[Stored data]
· · ·

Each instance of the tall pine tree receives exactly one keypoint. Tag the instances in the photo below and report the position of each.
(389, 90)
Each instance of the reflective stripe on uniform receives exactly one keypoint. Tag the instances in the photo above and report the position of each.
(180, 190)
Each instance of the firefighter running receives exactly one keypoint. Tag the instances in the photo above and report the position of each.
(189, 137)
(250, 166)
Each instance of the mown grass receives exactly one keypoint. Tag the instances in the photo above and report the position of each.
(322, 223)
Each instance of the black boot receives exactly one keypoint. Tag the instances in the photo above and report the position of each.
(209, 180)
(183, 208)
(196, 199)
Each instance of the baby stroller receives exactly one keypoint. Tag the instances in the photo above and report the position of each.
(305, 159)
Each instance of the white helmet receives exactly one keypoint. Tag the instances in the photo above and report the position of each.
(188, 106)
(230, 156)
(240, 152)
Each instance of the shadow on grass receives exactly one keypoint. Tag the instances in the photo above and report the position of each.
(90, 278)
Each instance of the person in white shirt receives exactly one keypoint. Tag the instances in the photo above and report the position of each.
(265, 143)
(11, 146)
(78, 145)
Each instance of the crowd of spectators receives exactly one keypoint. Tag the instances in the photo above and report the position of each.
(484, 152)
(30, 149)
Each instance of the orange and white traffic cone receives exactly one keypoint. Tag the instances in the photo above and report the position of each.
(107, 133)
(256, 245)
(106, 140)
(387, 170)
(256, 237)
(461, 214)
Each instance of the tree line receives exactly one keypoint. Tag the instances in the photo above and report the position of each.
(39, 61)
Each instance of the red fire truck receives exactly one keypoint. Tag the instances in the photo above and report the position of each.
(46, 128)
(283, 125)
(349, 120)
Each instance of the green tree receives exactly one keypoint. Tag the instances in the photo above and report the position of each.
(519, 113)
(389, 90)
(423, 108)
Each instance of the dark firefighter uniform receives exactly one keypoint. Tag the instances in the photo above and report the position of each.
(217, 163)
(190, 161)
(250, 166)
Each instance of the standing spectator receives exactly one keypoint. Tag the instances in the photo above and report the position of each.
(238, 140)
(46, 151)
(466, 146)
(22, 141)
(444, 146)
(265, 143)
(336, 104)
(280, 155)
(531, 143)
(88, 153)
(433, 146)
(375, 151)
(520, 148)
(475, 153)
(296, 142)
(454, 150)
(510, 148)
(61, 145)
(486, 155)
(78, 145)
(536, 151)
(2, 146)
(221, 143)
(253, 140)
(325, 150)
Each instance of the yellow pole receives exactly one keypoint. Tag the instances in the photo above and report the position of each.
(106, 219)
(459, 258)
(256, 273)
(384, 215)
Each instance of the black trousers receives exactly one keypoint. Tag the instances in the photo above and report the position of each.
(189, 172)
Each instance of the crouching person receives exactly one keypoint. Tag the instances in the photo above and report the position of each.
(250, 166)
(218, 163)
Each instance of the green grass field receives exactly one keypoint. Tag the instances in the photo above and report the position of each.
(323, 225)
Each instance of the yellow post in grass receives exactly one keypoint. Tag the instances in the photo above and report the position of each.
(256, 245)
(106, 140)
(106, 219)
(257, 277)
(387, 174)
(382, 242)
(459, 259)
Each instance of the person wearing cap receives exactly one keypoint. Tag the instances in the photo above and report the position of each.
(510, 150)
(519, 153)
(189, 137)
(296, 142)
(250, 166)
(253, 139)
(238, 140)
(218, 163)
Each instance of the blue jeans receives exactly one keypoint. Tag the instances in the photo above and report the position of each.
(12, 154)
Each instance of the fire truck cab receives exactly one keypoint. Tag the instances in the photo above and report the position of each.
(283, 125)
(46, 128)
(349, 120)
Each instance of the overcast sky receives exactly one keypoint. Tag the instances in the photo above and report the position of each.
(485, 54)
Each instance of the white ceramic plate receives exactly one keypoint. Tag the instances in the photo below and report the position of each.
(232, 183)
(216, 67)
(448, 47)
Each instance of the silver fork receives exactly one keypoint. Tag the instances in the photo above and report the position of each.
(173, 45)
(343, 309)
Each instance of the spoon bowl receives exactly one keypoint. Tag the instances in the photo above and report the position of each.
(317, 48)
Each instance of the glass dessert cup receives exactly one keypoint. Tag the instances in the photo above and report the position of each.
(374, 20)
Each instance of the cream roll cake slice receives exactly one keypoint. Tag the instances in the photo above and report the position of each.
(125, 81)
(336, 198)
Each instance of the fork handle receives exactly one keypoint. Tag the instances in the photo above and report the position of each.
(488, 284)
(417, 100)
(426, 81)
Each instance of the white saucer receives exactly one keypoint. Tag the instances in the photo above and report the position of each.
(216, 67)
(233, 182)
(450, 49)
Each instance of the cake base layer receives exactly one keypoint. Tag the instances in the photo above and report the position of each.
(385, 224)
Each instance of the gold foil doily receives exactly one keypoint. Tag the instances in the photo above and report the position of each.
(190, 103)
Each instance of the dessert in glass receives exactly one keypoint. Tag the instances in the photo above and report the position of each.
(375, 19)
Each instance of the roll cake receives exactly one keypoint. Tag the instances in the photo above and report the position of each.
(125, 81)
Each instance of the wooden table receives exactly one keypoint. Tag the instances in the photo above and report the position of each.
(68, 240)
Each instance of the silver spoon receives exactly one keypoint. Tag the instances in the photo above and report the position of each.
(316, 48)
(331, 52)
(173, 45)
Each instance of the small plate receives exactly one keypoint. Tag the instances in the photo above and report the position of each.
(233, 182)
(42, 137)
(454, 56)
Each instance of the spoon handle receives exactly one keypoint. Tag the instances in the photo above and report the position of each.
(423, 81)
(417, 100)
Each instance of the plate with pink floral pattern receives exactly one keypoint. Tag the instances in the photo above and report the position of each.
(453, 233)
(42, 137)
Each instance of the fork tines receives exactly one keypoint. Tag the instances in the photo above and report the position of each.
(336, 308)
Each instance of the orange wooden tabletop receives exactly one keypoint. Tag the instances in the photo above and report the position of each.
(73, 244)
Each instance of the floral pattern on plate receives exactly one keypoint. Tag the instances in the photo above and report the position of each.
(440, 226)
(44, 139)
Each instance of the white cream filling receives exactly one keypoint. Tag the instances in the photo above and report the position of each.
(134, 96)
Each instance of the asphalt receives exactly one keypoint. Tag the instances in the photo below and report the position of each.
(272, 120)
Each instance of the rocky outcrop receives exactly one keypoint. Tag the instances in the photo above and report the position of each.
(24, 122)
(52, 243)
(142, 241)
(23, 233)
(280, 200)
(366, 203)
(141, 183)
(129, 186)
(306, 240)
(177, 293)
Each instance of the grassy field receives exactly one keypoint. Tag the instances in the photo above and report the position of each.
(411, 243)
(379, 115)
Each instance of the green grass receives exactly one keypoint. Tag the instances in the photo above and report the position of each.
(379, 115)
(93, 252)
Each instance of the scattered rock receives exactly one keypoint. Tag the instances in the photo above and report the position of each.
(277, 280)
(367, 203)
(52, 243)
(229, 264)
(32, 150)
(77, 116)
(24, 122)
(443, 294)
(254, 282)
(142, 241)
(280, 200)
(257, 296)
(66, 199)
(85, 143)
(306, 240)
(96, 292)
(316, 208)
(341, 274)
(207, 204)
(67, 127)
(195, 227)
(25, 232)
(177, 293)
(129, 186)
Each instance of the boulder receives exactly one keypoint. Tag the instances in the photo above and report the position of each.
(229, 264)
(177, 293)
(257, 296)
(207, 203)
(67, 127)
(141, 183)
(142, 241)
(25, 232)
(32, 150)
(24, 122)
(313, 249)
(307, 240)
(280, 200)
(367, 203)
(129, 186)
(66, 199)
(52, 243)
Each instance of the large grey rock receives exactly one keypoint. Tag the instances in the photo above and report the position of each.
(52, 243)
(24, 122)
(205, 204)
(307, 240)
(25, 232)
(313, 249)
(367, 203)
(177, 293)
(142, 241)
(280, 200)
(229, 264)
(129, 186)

· · ·

• WHAT THE EXERCISE ASKS: Please lay out all of the material above as a two-column CSV with the headers input and output, one row per item, placing its wording and its answer in single quoted fields. Replace any line breaks within a field with spaces.

• CORRECT RESULT:
input,output
"Each instance of the tall pine tree receives exactly one keypoint. Tag the instances in the photo below and report the position of each.","(389, 90)"
"Each instance of the reflective stripe on uniform receives exactly one keypoint. Tag the instances in the photo above and report the position of each.","(180, 190)"
"Each instance of the firefighter running receives exactly one keypoint. Tag the instances in the photo above and report the position of each.","(189, 137) (250, 166)"
"Each instance of the mown grass receives exactly one keypoint. Tag the instances in the photo above and report the position of each.","(322, 223)"
"Each instance of the black boot receives exactly one keypoint. Tag the instances in the photo above and report the position of each.","(209, 180) (183, 208) (196, 199)"
"Each instance of the baby stroller receives exactly one keypoint. Tag the instances in the photo above and report the position of each.","(305, 159)"
"Each instance of the white helmet receives exactly one keypoint. Tag the instances in the photo above and report the position of each.","(188, 106) (230, 156) (240, 152)"
"Each instance of the shadow on grass receives exactly one keypoint. Tag the instances in the photo above and report the position of each.","(90, 278)"
"Each instance of the person in white shirt receives exactly one keypoint. Tag the instances in the photo above and report the position of each.","(265, 143) (11, 146) (78, 145)"
"Each instance of the crowd of spectators receives exactly one keypoint. Tag the instances in the photo above and report the position of each.","(484, 152) (30, 149)"
"Each instance of the orange and white traffic cone receives exactly one keypoint. Tag the instances in the photo above and report the position of each.","(107, 133) (256, 245) (106, 140) (387, 170) (256, 237) (461, 214)"
"Each instance of the tree line receives exactly one keypoint. Tag the instances in the photo above and report the position of each.","(39, 61)"
"Each instance of the red fire truck receives exactly one keypoint. Tag the instances in the photo above and report the position of each.","(46, 128) (283, 125) (349, 120)"
"Each instance of the green tree receives exactly one keypoint. Tag the instances in the photo above and report the position of each.","(519, 113) (389, 90) (423, 108)"
"Each instance of the dark firefighter uniform receives exactly one keypoint. Tag the instances in the photo above and report the position of each.","(217, 163) (190, 161) (250, 166)"
"Each instance of the standing spectator receives exactly one keypoint. Tag the instances in the photo above and report the position of each.","(238, 140) (46, 151) (466, 146) (22, 141) (444, 146) (265, 143) (336, 104) (280, 155) (531, 143) (88, 153) (433, 146) (375, 151) (520, 148) (475, 153) (296, 142) (454, 150) (510, 148) (61, 145) (486, 155) (78, 145) (536, 151) (2, 146) (221, 143) (253, 140) (325, 150)"
"Each instance of the yellow pole receives exactly one keypoint. Tag the instances in the photo above and report the position of each.","(106, 219) (459, 258) (256, 273) (384, 215)"
"Each instance of the black trousers receives exactly one keypoint. Tag the instances in the photo above and report the position of each.","(189, 172)"
"Each instance of the crouching person receives exactly one keypoint. Tag the instances in the photo above and report the position of each.","(250, 166) (218, 163)"
"Each instance of the green grass field receives exactly one keypoint. Tag the instances in the photo above and report the position of each.","(323, 225)"
"Each instance of the yellow post in grass receives exactly one keypoint. Tag the instances in the photo above and report the position of each.","(256, 245) (106, 140) (106, 219) (257, 277) (387, 174) (382, 242) (459, 259)"
"Each instance of the person wearing cap receives exactly one keypoint. Tag the instances in the photo above and report the position of each.","(510, 150) (519, 153) (189, 137) (296, 142) (250, 166) (253, 139) (238, 140) (218, 163)"
"Each instance of the blue jeans receives exactly one keypoint. Tag the instances in the photo above and report the position of each.","(12, 154)"
"Each instance of the fire truck cab receives exactly one keypoint. Tag the instances in the photo above and report the position of each.","(283, 125) (46, 128) (349, 120)"
"Each instance of the overcast sky receives exactly one keypoint. Tag the instances in the photo above and report the position of each.","(485, 54)"
"Each instance of the white ceramic plate receives exactly one keypoint. Tag the instances in the photo below and report the position of each.","(232, 183) (216, 67) (448, 47)"
"Each instance of the silver fork receives exactly one keypoint. Tag the instances in the photo above and report the position of each.","(173, 45) (343, 309)"
"Each instance of the spoon bowl receives exactly one keypoint. Tag the instances in the photo above and report the position of each.","(317, 48)"
"Each instance of the glass dessert cup receives exactly one keypoint. Tag the instances in the photo above and report the position of each.","(374, 20)"
"Each instance of the cream roll cake slice receives exactly one keypoint. Tag the instances in the photo above and report the position of each.","(125, 81) (336, 198)"
"Each instance of the fork handle receives exactly one keypoint. Tag the instances in the photo above and report the position of each.","(488, 284) (417, 100) (426, 81)"
"Each instance of the white saucer receives exactly one keypoint. Tag the instances in the photo above and report the position of each.","(216, 67) (233, 182) (450, 49)"
"Each instance of the cake base layer receives exactly one keypoint. Tag the instances in the photo above and report the position of each.","(385, 224)"
"Each instance of the gold foil doily receives exactly one keypoint. Tag the instances in the photo above and report the position of each.","(190, 103)"
"Each instance of the dessert in glass receives exactly one keypoint. Tag the instances in the photo above and report the position of each.","(375, 19)"
"Each instance of the roll cake receives exactly one keypoint. Tag the instances in the photo above and report the position of each.","(125, 81)"
"Each instance of the wooden table receives exactly one keypoint. Tag the instances in the photo above and report the position of each.","(68, 240)"
"Each instance of the silver spoon receives exactly one keypoint. Tag the instances in the photo above and report the position of each.","(316, 48) (331, 52) (173, 45)"
"Each instance of the small plate receives exactly one keypoint. Tag the instances in the photo above and report the position of each.","(233, 182) (42, 137) (454, 56)"
"Each instance of the spoon handle receives exactly one keypoint. Tag the instances in the photo above and report the position of each.","(423, 81) (417, 100)"
"Each instance of the plate with pink floral pattern receives exactly one keypoint. Tag the instances in the photo above and report the position of each.","(453, 233) (42, 137)"
"Each instance of the fork tines receives exactly one keypoint. Tag the instances in the photo above and report the position of each.","(336, 308)"
"Each instance of the orange wooden tabletop receives exactly one keypoint. Tag the instances in the photo above and report the position of each.","(73, 244)"
"Each instance of the floral pattern on plate receives exactly one keypoint. Tag the instances in the photo above and report the position of each.","(440, 226) (44, 139)"
"Each instance of the white cream filling receives exactly one keypoint. Tag the instances in the photo above and report the position of each.","(134, 96)"
"Each instance of the asphalt receives exactly one keypoint. Tag the instances in the photo below and report the position of each.","(272, 120)"
"Each instance of the rocky outcrop receives exactly one keypoint. Tag the instances in the photo above and report the position of each.","(24, 122) (52, 243) (142, 241) (23, 233) (280, 200) (366, 203) (141, 183) (129, 186) (306, 240) (177, 293)"
"Each instance of the grassy field receives exactly one keypoint. Tag the instances in the photo above and report the position of each.","(411, 243) (379, 115)"
"Each instance of the green grass receives exactly one keypoint. Tag the instances in the photo above and report the position of each.","(379, 115) (93, 252)"
"Each instance of the scattered rock receives exactly one keypoint. Tag the instances in the photo above and report the position of each.","(277, 280) (367, 203) (52, 243) (229, 264) (32, 150) (77, 116) (24, 122) (443, 294) (254, 282) (142, 241) (280, 200) (257, 296) (66, 199) (85, 143) (306, 240) (96, 292) (316, 208) (341, 274) (207, 204) (67, 127) (195, 227) (25, 232) (177, 293) (129, 186)"
"Each instance of the boulder receives exactly one keypoint. Tag the instances in the photo above and report the position of each.","(229, 264) (177, 293) (257, 296) (207, 203) (67, 127) (141, 183) (142, 241) (25, 232) (32, 150) (24, 122) (313, 249) (307, 240) (280, 200) (367, 203) (129, 186) (66, 199) (52, 243)"
"Each instance of the large grey rock receives exactly one keypoint. Tag the instances in the photo above and report the position of each.","(52, 243) (24, 122) (205, 204) (307, 240) (25, 232) (313, 249) (367, 203) (177, 293) (142, 241) (280, 200) (229, 264) (129, 186)"